> [EXERCISE MATERIAL]
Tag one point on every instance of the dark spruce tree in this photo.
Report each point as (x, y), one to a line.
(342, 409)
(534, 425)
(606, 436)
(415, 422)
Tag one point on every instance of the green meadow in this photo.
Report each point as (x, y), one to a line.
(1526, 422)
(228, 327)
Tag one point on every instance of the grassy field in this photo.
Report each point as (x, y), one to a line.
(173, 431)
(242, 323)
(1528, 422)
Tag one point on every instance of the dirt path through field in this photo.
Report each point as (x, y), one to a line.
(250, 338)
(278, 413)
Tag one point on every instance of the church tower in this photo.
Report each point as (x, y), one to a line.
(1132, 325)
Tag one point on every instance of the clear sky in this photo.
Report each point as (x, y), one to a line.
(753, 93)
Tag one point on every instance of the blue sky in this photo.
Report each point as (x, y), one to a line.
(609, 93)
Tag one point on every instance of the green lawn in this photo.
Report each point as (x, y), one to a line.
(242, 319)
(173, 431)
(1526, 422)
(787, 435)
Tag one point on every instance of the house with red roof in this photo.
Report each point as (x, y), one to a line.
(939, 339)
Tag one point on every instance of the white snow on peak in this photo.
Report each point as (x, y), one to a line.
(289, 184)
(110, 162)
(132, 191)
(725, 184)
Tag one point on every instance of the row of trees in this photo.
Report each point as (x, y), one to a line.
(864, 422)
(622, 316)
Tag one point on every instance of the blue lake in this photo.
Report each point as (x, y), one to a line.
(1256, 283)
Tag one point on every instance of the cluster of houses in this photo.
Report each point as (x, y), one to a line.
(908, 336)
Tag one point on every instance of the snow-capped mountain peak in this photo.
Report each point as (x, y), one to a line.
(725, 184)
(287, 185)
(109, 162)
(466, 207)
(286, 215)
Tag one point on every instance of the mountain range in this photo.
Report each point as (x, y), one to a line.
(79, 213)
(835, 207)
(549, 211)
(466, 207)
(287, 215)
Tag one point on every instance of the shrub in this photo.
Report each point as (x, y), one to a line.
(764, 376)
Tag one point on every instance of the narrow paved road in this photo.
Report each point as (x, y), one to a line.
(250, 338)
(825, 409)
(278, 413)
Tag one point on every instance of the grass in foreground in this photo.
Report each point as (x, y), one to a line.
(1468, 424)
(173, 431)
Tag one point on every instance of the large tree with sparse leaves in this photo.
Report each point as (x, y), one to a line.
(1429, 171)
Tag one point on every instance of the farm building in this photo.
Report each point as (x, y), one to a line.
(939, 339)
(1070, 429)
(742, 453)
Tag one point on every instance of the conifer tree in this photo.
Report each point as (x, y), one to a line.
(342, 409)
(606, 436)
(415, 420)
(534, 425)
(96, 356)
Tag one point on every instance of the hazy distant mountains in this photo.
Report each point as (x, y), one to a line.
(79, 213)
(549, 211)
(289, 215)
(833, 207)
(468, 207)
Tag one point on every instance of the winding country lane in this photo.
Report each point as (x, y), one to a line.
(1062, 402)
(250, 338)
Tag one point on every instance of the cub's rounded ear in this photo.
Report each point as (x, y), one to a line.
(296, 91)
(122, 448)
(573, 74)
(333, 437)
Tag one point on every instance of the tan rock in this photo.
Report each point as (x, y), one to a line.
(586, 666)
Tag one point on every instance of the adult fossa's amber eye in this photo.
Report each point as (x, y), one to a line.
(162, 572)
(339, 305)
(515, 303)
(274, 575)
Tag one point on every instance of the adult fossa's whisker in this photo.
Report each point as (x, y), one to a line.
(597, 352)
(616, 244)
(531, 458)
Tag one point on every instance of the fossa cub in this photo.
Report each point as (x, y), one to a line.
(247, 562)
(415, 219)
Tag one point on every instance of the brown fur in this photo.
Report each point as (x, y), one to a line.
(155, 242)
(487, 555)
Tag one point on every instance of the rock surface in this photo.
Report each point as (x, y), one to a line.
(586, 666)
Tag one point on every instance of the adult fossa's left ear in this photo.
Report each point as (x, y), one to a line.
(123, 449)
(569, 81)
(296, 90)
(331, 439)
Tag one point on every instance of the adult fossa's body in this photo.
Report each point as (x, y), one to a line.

> [TASK REQUIREMENTS]
Rescale only the lines starting with the one containing "Tag one point on every instance of the narrow" and going on through the one containing "(1429, 171)", both included. Repeat every one of those lines, requests as well, but multiply each point coordinate in the answers by 1.3 and round to a whole number, with halves going up.

> [RESPONSE TO THIS TASK]
Tag one point on every instance of the narrow paved road in this photo.
Report each point as (x, y), one to a line.
(325, 439)
(1073, 532)
(361, 537)
Tag one point on every instance of the grass in foreground in this photo.
Report each point as (x, y), one to a line.
(1908, 551)
(225, 560)
Tag one point on every instance of the large tree with sparse leaves in this photo.
Report each point as (x, y), one to a line.
(1858, 222)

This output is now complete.